Annotated photo localization data.
-=-=-

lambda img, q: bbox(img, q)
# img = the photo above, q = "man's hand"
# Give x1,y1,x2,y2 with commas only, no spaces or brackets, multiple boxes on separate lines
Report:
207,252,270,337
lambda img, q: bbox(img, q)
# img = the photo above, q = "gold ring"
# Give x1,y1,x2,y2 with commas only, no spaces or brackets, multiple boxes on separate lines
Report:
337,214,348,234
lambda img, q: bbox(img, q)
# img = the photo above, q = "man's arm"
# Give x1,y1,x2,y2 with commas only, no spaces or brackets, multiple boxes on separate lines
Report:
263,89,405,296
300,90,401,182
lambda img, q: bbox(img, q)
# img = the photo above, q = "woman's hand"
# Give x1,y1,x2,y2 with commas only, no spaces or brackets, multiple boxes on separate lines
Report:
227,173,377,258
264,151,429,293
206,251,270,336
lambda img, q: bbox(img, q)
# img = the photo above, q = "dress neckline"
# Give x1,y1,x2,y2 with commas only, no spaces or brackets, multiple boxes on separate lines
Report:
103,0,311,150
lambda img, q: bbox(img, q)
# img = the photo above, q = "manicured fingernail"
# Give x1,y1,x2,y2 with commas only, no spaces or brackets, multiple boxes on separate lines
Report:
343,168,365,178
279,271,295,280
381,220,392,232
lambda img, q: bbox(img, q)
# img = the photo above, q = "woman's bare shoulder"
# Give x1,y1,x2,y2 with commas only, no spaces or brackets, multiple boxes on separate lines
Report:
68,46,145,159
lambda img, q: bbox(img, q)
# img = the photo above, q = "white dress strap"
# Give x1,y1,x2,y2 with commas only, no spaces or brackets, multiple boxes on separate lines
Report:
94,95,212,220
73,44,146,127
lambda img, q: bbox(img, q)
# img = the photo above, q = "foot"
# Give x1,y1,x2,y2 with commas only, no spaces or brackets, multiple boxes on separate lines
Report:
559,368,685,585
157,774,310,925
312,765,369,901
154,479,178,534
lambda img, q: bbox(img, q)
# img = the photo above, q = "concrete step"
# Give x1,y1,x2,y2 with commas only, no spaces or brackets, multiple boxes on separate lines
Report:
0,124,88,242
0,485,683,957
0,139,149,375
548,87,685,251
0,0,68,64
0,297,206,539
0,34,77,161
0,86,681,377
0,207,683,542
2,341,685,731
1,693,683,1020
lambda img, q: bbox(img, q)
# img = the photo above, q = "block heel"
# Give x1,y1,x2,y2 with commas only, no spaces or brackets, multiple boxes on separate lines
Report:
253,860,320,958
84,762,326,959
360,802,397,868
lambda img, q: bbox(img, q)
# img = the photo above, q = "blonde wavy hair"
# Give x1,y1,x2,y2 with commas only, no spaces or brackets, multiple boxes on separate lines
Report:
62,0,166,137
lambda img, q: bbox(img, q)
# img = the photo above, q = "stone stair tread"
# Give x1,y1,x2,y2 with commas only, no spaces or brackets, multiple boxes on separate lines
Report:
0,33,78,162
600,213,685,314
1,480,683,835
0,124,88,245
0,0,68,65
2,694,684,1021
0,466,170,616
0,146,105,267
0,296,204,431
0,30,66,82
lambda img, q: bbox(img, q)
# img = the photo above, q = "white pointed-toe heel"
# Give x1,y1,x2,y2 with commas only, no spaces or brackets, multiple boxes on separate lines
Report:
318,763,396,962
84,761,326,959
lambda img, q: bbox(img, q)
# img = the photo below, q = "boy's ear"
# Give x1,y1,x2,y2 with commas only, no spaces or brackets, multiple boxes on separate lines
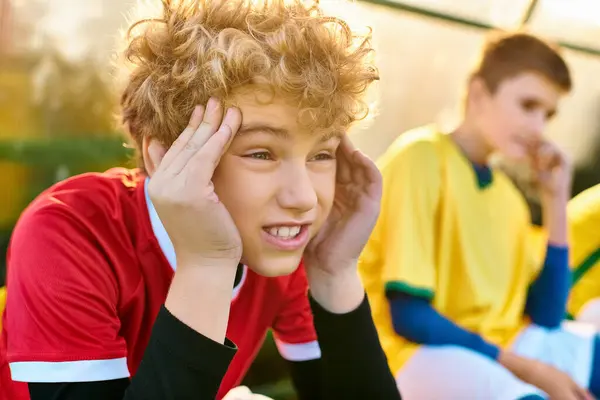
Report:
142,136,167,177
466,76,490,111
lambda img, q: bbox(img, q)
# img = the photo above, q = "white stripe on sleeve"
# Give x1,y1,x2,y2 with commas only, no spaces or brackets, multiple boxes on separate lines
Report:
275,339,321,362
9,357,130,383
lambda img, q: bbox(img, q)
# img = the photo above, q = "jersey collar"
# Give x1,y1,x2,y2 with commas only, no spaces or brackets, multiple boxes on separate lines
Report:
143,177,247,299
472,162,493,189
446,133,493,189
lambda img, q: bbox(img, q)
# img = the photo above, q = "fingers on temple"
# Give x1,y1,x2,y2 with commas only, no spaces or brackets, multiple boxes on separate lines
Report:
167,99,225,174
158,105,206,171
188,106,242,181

-=-=-

Problem statement. Write out every line above exactly, minus images.

Your response.
lambda img, q: bbox(img, q)
# img = the photo above, q = "man's hand"
# Give x1,y1,x2,y2 with commas only, no spaces or brackets, multiple boxes on separate lines
Report:
207,252,270,337
lambda img, q: bbox(img, q)
# img = the photo above, q = "gold ring"
# Give x1,y1,x2,y2 with commas only, no spaces or brackets, multiple boxes on separate lines
Report:
337,214,348,234
lambda img, q: bbox(img, q)
# img = the photo above, q = "man's arm"
# Give x1,y1,x2,y2 with commas only, no spaces or brackets, multiple boxes on separate lines
Report:
263,89,405,296
300,90,401,182
lambda img, q: bbox(img, q)
# img = the photo above, q = "woman's hand"
# Give x1,y1,x2,y2 with commas only, no spaces or brackets, multiple boxes on separate lines
Report:
227,173,377,258
264,151,429,293
206,251,270,336
lambda img, q: bbox(img, q)
# img = the photo above, q = "dress neckline"
# Give x1,y1,x2,y2 with commas only, no spaces or brackets, multiple boxes on separate lines
Report:
103,0,311,150
lambda img, q: bbox(img, q)
# img = the photo above, q = "manicured fingernail"
# Give x1,y1,x2,y2 with commas only, no spaces or brackets, multiple boxes on separate lines
Report:
343,168,365,178
279,271,295,280
381,220,392,232
lambda img, q: bbox(img, q)
# img = the photo above, q = "woman's bare shoulder"
# Give x1,y1,x2,y2 with commas only, no spaces or brackets, multiple boxes on separate lines
Report:
68,46,145,159
lambda img, q: bbox(img, q)
# img = the photo above, q = "white dress strap"
# Give x1,y1,x2,y2 with commas only, no spaces or brackets, multiple boxes on separate lines
Report:
94,95,212,220
73,44,146,127
lambda img, q: bbox(img, q)
# img = the photo above, q = "foot"
# Give x1,y1,x2,y2 with commas only, no spaces or brackets, multiple boxes on separate lines
Report:
559,368,685,585
157,774,310,925
312,765,369,901
154,479,178,534
lambda img, q: bbox(img, q)
# img = the photo above, q = "concrete step"
# Give x1,y1,x2,y2 with commas only, no spaces or brackets, multiple boxes on separate lines
Report:
0,124,88,242
0,485,683,957
0,139,149,375
548,87,685,251
0,0,68,64
0,297,206,539
0,34,77,161
0,86,681,377
0,207,683,542
2,341,685,731
1,693,683,1020
lambda img, q: bbox(img, q)
# img = the photo above, q = "block heel"
# Give x1,y1,x2,y2 with commas only, no spaces or brackets, multiple boxes on separate lines
Report:
253,860,320,958
84,762,326,959
360,802,397,868
lambda img, q: bbox(img, q)
# img = the photo above, q = "blonde wavy hair"
# Give x1,y1,x2,y2 with commas only, no spaces or brackets, multiple boxes on separate lines
Report:
62,0,166,137
lambda img, q: bbox(img, q)
# img = the photo above, q = "stone stair tread"
# Give x1,y1,x2,y2 with commas only, no spaces or brackets, multiple boxes on separate lines
Report:
0,33,78,162
600,213,685,314
1,480,683,835
0,124,88,245
0,0,68,65
2,694,684,1021
0,466,170,616
0,146,105,267
0,296,204,431
0,30,66,82
lambda img, q: bbox(img, q)
# img = the photo above, q = "white pointed-toe heel"
# Give x1,y1,x2,y2 with commas only, no spaces or brackets, multiple boxes on separate lines
Report:
318,763,396,962
84,761,326,959
lambda img, q: bbox(img, q)
# img = the photo below, q = "boy's ear"
# Give x1,y1,x2,y2 with commas only, no spaces or brackets, multiple boxes on separate lines
Report:
142,136,167,177
466,76,490,111
lambda img, q: bbox(img, q)
# img = the photo above, q = "white stripe on sleeve"
# Give x1,y1,x2,y2 with commas only, no spaces or brackets, multiple boxes on separate lines
Report:
275,339,321,362
9,357,130,383
lambda img, q: bbox(img, q)
# img = the photo above, q = "jersey collar"
# Give x1,y1,x2,y2 with commas only, no spaces or brackets, multiple boxes on separate lines
Report:
143,177,247,299
472,162,493,189
446,133,493,189
lambda img, q: bbox(img, q)
# img = the photo above, q = "fingers on temple"
# Give x1,y1,x2,y2 with commas only, no spaces or brackets, multiple boxes on separate lines
Report:
167,99,225,174
158,105,206,171
188,106,242,181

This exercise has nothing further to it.